------ INPUT ------
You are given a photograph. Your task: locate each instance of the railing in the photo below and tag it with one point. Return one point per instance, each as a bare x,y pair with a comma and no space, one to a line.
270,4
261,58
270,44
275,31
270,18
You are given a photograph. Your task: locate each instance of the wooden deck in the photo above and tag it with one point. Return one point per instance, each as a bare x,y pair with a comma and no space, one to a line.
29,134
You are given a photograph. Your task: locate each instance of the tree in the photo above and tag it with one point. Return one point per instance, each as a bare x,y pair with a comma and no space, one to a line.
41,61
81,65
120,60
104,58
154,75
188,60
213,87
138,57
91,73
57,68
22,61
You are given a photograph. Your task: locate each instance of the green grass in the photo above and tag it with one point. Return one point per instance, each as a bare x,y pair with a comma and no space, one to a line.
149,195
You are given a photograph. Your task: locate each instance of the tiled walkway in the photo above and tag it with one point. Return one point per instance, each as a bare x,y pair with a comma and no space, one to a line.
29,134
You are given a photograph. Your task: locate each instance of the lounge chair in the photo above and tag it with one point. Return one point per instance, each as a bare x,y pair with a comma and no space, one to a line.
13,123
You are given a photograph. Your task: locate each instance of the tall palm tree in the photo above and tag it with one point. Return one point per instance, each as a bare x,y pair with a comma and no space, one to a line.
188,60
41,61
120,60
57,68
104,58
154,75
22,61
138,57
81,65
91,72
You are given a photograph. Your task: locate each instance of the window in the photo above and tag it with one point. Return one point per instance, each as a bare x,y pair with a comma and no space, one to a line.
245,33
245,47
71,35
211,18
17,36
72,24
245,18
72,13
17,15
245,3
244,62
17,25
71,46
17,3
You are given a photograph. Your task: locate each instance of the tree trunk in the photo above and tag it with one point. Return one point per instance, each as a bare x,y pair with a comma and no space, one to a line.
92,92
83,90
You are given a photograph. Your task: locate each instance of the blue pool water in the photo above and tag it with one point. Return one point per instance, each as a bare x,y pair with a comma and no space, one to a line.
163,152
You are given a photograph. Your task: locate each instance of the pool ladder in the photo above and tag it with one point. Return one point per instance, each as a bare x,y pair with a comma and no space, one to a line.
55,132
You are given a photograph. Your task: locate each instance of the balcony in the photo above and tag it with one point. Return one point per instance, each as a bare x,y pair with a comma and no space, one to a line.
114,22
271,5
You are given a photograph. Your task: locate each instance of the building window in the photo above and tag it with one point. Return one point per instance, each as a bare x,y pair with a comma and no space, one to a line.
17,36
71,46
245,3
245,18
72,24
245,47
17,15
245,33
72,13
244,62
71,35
------
------ INPUT ------
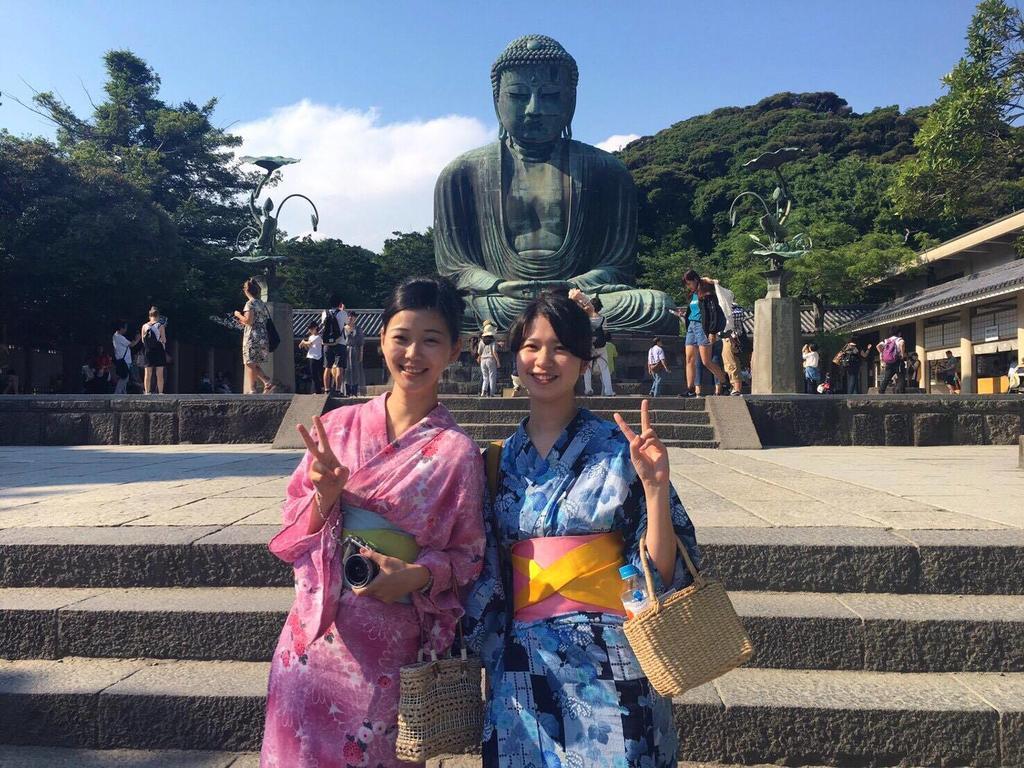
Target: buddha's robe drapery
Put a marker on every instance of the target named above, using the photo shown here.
------
◆ **EXERCISE PROMPT**:
Output the entries from the line with "Target: buddha's robe drapery" to the line with "Put a marker" as a JSON list of strings, one string per line, leaving out any blank lines.

◆ **EXERCISE ANSWER**:
[
  "Target: buddha's robe drapery",
  "Put a marker on every instance of the target named above, using the photo shown here."
]